# GIVEN RECORDS
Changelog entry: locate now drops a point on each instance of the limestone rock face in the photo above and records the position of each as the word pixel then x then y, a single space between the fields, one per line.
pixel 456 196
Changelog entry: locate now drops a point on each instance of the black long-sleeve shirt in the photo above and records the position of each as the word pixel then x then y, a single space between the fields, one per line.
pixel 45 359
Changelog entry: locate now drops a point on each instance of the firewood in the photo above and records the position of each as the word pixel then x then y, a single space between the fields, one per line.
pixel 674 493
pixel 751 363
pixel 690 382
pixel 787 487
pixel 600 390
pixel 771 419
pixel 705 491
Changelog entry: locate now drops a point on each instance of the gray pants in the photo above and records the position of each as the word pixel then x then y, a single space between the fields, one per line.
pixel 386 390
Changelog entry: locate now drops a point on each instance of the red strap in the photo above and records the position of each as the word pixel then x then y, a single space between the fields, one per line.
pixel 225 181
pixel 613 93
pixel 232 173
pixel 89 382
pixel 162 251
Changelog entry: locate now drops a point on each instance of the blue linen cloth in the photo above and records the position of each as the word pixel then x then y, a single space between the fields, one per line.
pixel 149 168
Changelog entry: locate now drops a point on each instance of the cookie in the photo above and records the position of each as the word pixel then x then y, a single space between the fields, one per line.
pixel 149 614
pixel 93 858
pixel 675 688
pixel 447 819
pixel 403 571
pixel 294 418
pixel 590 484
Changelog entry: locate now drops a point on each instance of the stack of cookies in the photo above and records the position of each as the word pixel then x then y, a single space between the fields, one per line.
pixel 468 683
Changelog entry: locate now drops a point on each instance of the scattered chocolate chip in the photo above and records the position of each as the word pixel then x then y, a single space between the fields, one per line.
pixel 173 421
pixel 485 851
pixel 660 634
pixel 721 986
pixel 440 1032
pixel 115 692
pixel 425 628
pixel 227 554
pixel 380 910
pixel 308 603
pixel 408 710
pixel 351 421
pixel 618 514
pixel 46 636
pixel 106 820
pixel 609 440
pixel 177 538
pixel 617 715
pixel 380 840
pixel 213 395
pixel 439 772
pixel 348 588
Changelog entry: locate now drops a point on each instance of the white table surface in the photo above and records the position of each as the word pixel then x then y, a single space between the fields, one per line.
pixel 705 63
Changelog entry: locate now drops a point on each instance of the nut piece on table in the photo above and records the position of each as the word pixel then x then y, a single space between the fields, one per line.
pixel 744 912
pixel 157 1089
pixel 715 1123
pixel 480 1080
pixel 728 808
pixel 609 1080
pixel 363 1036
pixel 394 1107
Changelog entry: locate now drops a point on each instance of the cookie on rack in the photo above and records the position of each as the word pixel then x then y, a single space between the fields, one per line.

# WHAT YOU ARE ASKED TO DO
Output every one of the records above again, word for word and in the same order.

# WRITTEN REPLY
Changelog entry: locate now drops a point on each instance of the limestone rock face in the photo above and records the position of each as the word pixel then x then y, a single space between the fields, one per line.
pixel 456 196
Changelog entry: locate now drops a point on each instance of the black long-sleeve shirt in the photo above and records the position of each as the word pixel then x then y, a single space between the fields, one per line.
pixel 45 359
Changelog entry: locate now drops a point on each instance of the firewood in the photo above and records the position of each as the word pixel then x then y, a single space between the fields, one per line.
pixel 674 493
pixel 751 363
pixel 690 382
pixel 787 487
pixel 600 390
pixel 771 419
pixel 705 491
Changelog entry: locate now drops a point on each instance of the gray pants in the photo above and records the position of each as the word pixel then x then y, a single space between the fields, one per line.
pixel 386 390
Changelog entry: locate now drops a point on each instance of the red strap in the photo above and records the position of each as the word pixel then x then y, a single space between the fields, one per line.
pixel 225 181
pixel 613 93
pixel 232 173
pixel 89 382
pixel 162 251
Changelog entry: locate now drops a point on each instance of the blue linen cloth in the photo above and records the position of each as the word pixel then x then y, a single space between the fields, one per line.
pixel 149 168
Changelog entry: locate now drops a point on each instance of the cookie in the photo above and records the position of each as the word pixel then x then y, a single space between the fields, one per line.
pixel 149 614
pixel 93 858
pixel 675 688
pixel 447 819
pixel 403 571
pixel 294 418
pixel 590 484
Changelog entry: locate now drops a point on each instance of the stack of cookies in the photo above and records the position of each as the word pixel then x then y, a single space between the fields, one per line.
pixel 468 683
Changelog entry: locate now drops a point on each instance of the scattered chocolate chip in the photo above and records the position of each as the word pixel then x then y, a single space between the fields, one per line.
pixel 173 421
pixel 485 851
pixel 660 634
pixel 721 986
pixel 440 1032
pixel 115 692
pixel 425 628
pixel 227 554
pixel 380 910
pixel 308 603
pixel 408 710
pixel 351 421
pixel 618 514
pixel 46 636
pixel 106 820
pixel 609 440
pixel 177 538
pixel 617 715
pixel 380 840
pixel 213 395
pixel 439 772
pixel 348 588
Changelog entry: locate now drops a point on each instance of the white table surface in the photo above and records the position of each as the word pixel then x then y, a single space between the fields, one per line.
pixel 705 63
Changelog entry: locate now drops a point on each instance of the nut piece on table in the photo above and records the position of each as the word pixel then x then y, a single space between the fields, one per line.
pixel 744 912
pixel 157 1089
pixel 715 1123
pixel 480 1080
pixel 728 808
pixel 609 1080
pixel 363 1036
pixel 394 1107
Changelog entry: locate now drops a point on each instance of the cookie on rack in the photo above and records the position of each as the word pixel then x then y, a single space between the fields, one per line.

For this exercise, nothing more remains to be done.